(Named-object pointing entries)
--- START ---
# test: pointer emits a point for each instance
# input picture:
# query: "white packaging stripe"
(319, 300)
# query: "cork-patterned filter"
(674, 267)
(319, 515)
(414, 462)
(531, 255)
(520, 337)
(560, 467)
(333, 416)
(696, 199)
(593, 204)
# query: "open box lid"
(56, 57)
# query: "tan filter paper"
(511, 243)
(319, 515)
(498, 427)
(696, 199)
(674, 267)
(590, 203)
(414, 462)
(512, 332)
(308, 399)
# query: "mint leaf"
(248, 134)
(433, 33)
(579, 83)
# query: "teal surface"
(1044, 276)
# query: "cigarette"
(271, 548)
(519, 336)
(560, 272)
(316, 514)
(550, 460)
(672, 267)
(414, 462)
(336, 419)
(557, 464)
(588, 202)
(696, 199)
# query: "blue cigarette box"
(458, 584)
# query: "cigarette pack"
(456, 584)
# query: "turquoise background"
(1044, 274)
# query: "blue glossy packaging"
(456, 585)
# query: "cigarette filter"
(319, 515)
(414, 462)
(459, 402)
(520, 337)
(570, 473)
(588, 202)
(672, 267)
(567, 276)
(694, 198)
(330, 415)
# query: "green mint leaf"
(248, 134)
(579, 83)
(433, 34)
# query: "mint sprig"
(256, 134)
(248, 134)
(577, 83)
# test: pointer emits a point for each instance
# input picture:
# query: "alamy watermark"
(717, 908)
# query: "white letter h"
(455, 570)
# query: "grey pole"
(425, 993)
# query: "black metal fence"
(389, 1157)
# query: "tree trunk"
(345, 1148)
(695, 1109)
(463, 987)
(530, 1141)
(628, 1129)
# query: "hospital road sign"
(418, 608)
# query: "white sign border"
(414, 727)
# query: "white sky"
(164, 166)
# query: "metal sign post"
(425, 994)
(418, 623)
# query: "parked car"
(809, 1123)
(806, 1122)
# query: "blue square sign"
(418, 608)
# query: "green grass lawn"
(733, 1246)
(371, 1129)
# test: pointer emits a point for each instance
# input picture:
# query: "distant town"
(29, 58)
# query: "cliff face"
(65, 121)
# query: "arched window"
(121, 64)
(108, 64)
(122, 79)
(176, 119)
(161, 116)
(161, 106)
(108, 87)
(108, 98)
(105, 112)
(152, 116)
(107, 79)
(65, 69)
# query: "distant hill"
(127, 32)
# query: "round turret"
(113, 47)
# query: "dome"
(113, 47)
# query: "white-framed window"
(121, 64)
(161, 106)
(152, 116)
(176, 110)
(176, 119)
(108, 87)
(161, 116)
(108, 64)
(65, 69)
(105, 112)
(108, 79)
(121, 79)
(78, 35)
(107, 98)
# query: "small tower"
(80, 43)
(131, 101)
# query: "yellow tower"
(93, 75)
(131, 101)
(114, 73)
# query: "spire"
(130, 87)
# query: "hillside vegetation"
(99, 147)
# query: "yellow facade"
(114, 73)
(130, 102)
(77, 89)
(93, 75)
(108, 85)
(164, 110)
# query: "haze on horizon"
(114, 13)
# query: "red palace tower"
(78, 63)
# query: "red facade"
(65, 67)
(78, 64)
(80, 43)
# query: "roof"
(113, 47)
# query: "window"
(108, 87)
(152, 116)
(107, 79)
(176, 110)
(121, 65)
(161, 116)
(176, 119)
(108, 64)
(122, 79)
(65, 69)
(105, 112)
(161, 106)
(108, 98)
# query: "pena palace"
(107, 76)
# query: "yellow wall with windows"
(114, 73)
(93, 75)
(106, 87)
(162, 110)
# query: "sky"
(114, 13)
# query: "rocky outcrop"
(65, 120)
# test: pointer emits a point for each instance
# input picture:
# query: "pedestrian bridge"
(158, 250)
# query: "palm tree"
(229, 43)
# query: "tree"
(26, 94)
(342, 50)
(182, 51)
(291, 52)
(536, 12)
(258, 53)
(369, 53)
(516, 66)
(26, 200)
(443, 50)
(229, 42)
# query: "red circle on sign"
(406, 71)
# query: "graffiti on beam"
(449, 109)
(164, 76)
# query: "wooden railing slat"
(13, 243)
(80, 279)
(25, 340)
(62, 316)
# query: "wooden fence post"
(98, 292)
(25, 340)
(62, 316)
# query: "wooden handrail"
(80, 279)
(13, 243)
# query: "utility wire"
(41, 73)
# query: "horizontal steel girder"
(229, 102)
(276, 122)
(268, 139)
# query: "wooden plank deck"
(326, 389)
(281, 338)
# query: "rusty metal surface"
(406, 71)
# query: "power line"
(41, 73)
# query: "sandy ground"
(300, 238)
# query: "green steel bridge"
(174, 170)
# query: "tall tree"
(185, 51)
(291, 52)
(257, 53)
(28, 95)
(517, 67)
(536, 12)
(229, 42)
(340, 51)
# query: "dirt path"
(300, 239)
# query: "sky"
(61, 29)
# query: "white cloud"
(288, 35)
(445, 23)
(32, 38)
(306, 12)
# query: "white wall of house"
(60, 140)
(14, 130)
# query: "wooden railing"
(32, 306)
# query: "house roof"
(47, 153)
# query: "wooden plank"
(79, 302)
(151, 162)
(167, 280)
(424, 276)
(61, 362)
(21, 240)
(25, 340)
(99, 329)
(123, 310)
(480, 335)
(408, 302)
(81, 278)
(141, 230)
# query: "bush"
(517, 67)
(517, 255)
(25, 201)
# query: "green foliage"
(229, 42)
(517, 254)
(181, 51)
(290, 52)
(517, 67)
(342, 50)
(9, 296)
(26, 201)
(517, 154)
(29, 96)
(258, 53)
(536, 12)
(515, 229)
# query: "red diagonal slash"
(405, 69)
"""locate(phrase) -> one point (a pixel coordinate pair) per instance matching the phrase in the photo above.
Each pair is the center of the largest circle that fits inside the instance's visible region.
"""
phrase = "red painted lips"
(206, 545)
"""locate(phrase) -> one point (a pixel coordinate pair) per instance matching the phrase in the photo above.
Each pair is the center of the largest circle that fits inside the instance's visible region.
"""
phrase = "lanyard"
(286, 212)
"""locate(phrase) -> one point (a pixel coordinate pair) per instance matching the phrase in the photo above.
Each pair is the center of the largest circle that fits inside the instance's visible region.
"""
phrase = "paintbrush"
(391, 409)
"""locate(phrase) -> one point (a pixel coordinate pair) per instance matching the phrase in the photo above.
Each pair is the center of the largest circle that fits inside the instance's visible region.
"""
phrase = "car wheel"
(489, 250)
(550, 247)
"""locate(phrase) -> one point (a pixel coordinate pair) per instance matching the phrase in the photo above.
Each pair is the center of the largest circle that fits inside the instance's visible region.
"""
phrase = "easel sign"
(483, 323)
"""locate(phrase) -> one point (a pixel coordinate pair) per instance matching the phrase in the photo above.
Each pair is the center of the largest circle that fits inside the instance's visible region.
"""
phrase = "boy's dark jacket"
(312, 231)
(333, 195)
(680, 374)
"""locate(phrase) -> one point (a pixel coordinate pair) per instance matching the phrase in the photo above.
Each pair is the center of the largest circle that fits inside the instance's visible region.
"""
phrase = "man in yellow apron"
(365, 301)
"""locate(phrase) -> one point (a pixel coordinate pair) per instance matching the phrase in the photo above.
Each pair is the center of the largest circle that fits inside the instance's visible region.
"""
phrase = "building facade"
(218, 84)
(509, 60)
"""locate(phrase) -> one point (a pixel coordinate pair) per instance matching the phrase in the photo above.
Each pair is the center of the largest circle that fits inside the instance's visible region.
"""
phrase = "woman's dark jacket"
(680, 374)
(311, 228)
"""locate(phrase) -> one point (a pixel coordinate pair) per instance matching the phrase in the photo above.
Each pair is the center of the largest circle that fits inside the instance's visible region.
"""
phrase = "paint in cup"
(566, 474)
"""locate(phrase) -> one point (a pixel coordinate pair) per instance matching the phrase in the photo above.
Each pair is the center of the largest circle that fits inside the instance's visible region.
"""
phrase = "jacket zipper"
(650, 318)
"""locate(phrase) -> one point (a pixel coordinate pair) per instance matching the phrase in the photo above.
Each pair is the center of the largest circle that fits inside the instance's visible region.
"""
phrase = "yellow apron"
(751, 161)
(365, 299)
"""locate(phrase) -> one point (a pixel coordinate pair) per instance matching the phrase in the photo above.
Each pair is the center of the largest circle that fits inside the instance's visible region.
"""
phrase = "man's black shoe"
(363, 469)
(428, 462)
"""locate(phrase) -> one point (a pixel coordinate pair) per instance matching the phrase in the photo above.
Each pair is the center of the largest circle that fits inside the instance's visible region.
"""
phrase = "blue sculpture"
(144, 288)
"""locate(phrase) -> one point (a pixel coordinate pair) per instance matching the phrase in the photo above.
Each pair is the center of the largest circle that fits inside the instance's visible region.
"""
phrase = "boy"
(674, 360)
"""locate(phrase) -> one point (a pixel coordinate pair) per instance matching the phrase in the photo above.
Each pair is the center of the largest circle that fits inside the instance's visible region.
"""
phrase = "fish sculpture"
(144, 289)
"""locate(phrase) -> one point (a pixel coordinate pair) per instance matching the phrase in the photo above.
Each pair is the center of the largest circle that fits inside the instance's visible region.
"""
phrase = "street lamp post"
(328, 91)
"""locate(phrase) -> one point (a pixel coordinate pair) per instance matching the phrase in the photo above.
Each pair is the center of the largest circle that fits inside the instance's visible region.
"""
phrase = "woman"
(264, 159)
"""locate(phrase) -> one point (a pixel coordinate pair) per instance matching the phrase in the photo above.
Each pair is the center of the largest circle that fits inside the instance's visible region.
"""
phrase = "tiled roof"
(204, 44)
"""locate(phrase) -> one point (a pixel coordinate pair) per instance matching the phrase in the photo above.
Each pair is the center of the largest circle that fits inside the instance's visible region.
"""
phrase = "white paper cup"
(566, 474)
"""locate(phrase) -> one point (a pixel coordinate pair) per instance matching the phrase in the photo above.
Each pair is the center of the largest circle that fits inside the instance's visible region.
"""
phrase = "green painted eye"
--- END ---
Pick out every line of the entries that contains the string "blue", treating uppercase and lowercase as different.

Output below:
# query: "blue cigarette box"
# query: "blue glossy packaging"
# query: "blue square sign"
phrase = "blue sculpture"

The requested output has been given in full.